◆ What you have to do ◆
Pull out every line of the material below that contains the string "shirt", matching case exactly, and copy each one.

## Start Material provided

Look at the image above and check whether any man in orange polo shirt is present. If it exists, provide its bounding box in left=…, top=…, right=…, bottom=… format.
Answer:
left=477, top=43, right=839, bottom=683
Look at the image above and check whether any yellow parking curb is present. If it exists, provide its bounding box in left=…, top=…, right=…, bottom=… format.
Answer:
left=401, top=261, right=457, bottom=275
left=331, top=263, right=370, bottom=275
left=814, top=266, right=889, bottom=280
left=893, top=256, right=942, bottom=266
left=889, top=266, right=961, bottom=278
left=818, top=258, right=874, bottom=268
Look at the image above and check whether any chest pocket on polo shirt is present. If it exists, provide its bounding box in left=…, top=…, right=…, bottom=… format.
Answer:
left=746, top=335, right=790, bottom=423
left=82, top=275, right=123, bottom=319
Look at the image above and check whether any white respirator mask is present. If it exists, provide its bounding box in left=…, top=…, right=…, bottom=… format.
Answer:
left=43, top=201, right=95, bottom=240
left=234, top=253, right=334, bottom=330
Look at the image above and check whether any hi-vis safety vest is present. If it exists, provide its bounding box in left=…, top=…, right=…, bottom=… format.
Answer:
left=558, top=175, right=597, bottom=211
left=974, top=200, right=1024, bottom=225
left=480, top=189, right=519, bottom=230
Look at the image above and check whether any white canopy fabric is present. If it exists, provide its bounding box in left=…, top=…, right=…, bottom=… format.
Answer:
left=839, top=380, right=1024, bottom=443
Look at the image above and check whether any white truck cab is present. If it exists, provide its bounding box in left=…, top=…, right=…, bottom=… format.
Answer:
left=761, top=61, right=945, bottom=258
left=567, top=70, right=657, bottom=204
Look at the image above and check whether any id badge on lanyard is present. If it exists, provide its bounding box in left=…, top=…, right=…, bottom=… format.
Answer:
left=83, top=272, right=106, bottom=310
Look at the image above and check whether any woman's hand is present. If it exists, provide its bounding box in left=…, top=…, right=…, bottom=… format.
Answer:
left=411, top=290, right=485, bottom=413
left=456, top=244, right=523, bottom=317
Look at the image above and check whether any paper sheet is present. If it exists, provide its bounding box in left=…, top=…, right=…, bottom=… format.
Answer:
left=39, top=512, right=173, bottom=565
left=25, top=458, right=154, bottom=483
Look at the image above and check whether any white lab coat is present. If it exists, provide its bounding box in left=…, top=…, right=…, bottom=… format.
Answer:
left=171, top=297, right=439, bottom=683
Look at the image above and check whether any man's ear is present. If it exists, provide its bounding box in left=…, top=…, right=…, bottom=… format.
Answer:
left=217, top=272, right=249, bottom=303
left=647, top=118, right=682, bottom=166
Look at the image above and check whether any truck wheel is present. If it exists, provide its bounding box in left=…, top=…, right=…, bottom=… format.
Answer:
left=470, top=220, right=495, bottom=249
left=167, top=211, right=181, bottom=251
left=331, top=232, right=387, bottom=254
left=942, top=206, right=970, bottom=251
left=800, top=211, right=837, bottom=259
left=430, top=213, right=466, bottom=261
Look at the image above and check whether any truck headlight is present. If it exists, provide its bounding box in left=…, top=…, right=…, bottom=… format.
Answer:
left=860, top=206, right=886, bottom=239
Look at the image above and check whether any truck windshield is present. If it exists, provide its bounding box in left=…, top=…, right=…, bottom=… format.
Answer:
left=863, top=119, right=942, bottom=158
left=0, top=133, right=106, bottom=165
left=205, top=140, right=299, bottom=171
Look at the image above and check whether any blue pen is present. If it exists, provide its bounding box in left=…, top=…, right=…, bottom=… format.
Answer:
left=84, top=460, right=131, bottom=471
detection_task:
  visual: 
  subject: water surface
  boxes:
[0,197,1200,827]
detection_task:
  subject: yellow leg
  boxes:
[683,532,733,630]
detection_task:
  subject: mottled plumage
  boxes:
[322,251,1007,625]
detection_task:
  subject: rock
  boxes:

## End Material provided

◆ Full response ◆
Look at the image above and check whether any man in orange polo shirt is present. If it exists, provide its bounding box in left=…, top=…, right=…, bottom=… format.
Look at the image above and check whether any chest pocket on polo shirt is present. If it exists, provide its bounding box in left=…, top=…, right=…, bottom=… format.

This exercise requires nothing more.